> **WHAT TO WORK ON**: Every entry must be copied word for word.

======

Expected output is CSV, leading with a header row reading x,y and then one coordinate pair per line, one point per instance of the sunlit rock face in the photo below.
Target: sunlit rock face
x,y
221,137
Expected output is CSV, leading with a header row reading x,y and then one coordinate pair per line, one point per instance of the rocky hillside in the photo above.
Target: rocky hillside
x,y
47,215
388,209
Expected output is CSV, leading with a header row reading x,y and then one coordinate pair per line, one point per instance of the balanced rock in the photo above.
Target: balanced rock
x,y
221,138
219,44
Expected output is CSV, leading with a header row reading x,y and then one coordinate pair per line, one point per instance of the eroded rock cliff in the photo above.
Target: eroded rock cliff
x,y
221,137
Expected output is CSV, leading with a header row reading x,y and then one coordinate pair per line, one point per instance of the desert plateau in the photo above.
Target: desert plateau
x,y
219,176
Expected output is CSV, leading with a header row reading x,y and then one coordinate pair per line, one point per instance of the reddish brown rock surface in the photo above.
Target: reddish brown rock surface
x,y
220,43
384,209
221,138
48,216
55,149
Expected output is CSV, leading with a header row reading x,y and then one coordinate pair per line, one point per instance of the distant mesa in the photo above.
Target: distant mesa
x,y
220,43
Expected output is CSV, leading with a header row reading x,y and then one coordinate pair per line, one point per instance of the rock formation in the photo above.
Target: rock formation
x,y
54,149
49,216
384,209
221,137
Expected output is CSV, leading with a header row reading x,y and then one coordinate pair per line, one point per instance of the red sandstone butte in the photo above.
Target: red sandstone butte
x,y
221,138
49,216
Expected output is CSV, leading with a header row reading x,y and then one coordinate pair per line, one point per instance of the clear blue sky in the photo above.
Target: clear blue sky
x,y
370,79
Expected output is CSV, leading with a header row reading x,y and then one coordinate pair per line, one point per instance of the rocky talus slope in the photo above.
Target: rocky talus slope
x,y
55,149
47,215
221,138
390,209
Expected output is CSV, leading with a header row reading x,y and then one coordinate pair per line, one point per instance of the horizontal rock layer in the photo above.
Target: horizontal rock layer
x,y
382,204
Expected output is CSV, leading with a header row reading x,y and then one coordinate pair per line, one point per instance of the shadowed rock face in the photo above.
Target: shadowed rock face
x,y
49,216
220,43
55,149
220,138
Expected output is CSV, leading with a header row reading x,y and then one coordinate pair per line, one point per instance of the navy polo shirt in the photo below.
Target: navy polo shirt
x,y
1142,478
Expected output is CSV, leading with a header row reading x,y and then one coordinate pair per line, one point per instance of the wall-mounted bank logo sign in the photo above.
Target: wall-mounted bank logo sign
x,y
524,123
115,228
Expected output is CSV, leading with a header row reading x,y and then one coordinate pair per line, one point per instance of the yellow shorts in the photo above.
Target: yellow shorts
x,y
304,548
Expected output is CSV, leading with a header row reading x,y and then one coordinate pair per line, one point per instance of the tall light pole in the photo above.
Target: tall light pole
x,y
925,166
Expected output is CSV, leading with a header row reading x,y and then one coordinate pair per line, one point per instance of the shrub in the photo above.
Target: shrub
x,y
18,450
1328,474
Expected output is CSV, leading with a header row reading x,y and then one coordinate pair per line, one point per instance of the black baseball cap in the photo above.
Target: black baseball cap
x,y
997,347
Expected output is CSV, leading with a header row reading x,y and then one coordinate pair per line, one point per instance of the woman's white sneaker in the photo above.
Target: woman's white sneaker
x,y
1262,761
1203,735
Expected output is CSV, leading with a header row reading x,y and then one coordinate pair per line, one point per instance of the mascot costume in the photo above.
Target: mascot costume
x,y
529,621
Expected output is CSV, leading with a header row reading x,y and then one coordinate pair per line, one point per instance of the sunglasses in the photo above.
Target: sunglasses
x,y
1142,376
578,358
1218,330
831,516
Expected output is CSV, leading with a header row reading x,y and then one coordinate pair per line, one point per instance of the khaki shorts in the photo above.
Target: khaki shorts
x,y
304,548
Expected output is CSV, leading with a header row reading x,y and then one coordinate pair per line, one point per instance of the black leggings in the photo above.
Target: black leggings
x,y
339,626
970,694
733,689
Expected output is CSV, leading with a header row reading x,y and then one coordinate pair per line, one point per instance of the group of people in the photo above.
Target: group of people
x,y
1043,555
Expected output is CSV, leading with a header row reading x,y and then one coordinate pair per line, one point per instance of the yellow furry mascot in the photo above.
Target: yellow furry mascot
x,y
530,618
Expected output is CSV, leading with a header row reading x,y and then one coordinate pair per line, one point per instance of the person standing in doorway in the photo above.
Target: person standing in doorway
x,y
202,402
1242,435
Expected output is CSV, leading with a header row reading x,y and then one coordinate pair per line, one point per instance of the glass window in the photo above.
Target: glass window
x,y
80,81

======

> **TASK ANSWER**:
Expected output is CSV, leading with a header row reading x,y and then one coordinate pair per line, one point per instance of the sunlit rock face in the photo below.
Target: sunlit rock face
x,y
221,137
Expected output is CSV, leading with a header row reading x,y and then one coordinate pair per line, one point per instance of the rocky hillside in the photo above.
Target: rocky hillside
x,y
47,215
388,209
Expected output is CSV, leading with a header row reading x,y and then one coordinate pair per line, one point per instance of the balanced rock in the photo above.
Target: balanced rock
x,y
221,138
219,44
Expected output is CSV, leading with a header row reading x,y and then one coordinate pair per line, one point per instance of the eroded rock cliff in the photo above.
Target: eroded rock cliff
x,y
221,137
Expected output is CSV, leading with a header row reading x,y and then one coordinate pair per line, one point per instance of the desert plateau in the photo above.
Target: desert plateau
x,y
219,176
Expected output is CSV, leading with a header row reading x,y and then one coordinate pair per line, one point per instance of the reddish brown rock surface in the photo above.
Target: reddish brown rock surface
x,y
220,43
384,209
221,138
48,216
55,149
Expected output is CSV, leading with a header row reading x,y and then one coordinate pair per line, one point per instance of the distant mesa in the photo above.
Target: distant mesa
x,y
220,43
Expected output is CSV, leading with a header row reading x,y and then one coordinate pair per line, one point per instance of the rock formation in the photo above.
Target: rock formation
x,y
54,149
49,216
384,209
221,137
Expected output is CSV, leading with a header row reading x,y and then one coordinate pair per line, one point per instance of the red sandstone butte in the photo above.
Target: red sandstone butte
x,y
221,138
49,216
Expected output is CSV, leading with a header row reading x,y and then one coordinate pair per line, one point per instance of the clear blue sky in the photo above.
Target: clear blue sky
x,y
370,79
Expected output is CSV, leading with a header row reading x,y and then one coordinate pair per line, one point per instance of the rocky talus slope in the photo above.
Target: rocky talus slope
x,y
55,149
47,215
221,138
390,209
Expected output is CSV, leading with a header row reading x,y and then one coordinate pair per line, one point per instance of the horizontal rock layer in the photo above.
Target: horizontal rock layer
x,y
382,204
Expected output is CSV, leading with a header row reading x,y and then one coordinate pair per line, one point per instance of the shadowed rock face in the photo above.
Target: shadowed rock face
x,y
49,216
220,43
55,149
220,138
Expected output is CSV, leading with a header row reading x,y and then one coordinate pair per line, one point per instance of the navy polo shirt in the photo below.
Target: navy polo shirt
x,y
1142,478
Expected output is CSV, leading with a header row reading x,y and then one coordinate pair per line, one point per instance of the wall-mounted bank logo sign in the photo above.
Target: wall-mounted bank logo sign
x,y
524,123
115,228
Expected output is CSV, leading with a header row reading x,y and then one coordinate pair per line, one point per instance of the yellow shorts in the photo above.
Target: yellow shorts
x,y
304,548
Expected output is CSV, leading with a header row reading x,y and then one coordinate pair per line, one point per instance of the tall light pole in the photo above.
Target: tall light pole
x,y
925,166
Expected output is CSV, leading with a header row reading x,y and then one coordinate pair per line, one point per instance of the shrub in the photo above.
Target: shrub
x,y
18,450
1328,474
Expected output is CSV, leading with a header row reading x,y and then one coordinate pair per line, one point per instance of the black baseball cap in the photo above.
Target: black baseball cap
x,y
997,347
Expected output is CSV, leading with a header row reading x,y and then one coordinate pair per line, one point per instance of the woman's white sneaker in the photo above.
Target: woman's white sneaker
x,y
1262,761
1203,735
Expected output is CSV, leading with a header row reading x,y and then one coordinate pair per line, one point per instance of the mascot costume in the photo above.
Target: mascot costume
x,y
529,621
Expected output is CSV, leading with a header row reading x,y and then one coordinate pair per line, one point per instance of the sunglasses in the photo above.
Target: sunglasses
x,y
1142,376
578,358
1218,330
831,516
Expected output is CSV, leading with a header row reading x,y and then one coordinate pair per line, one point per instance of the khaki shorts in the photo above.
Target: khaki shorts
x,y
304,548
Expected output is CSV, leading with a header row reading x,y and then one coordinate pair per line, one point per instance of the black leggings in the photo above.
Target: black leggings
x,y
339,626
970,694
733,689
Expected output is CSV, leading with a header row reading x,y and then one coordinate pair per line, one point per instance of the group of people in the photo above.
Target: group of people
x,y
1043,555
Expected output is CSV, leading with a header row reading x,y and then one coordinate pair per line, one point per instance of the yellow furry mascot in the photo above.
Target: yellow furry mascot
x,y
530,618
Expected output is CSV, leading with a header row reading x,y and then one coordinate pair per line, one point per instance of the person standing in doorway in the photo above.
Target: person standing in doorway
x,y
202,402
1242,435
Expected output is CSV, leading with a header row reading x,y and then one coordinate pair per line, one point per instance of the glass window in the photo above.
Target: glass window
x,y
80,81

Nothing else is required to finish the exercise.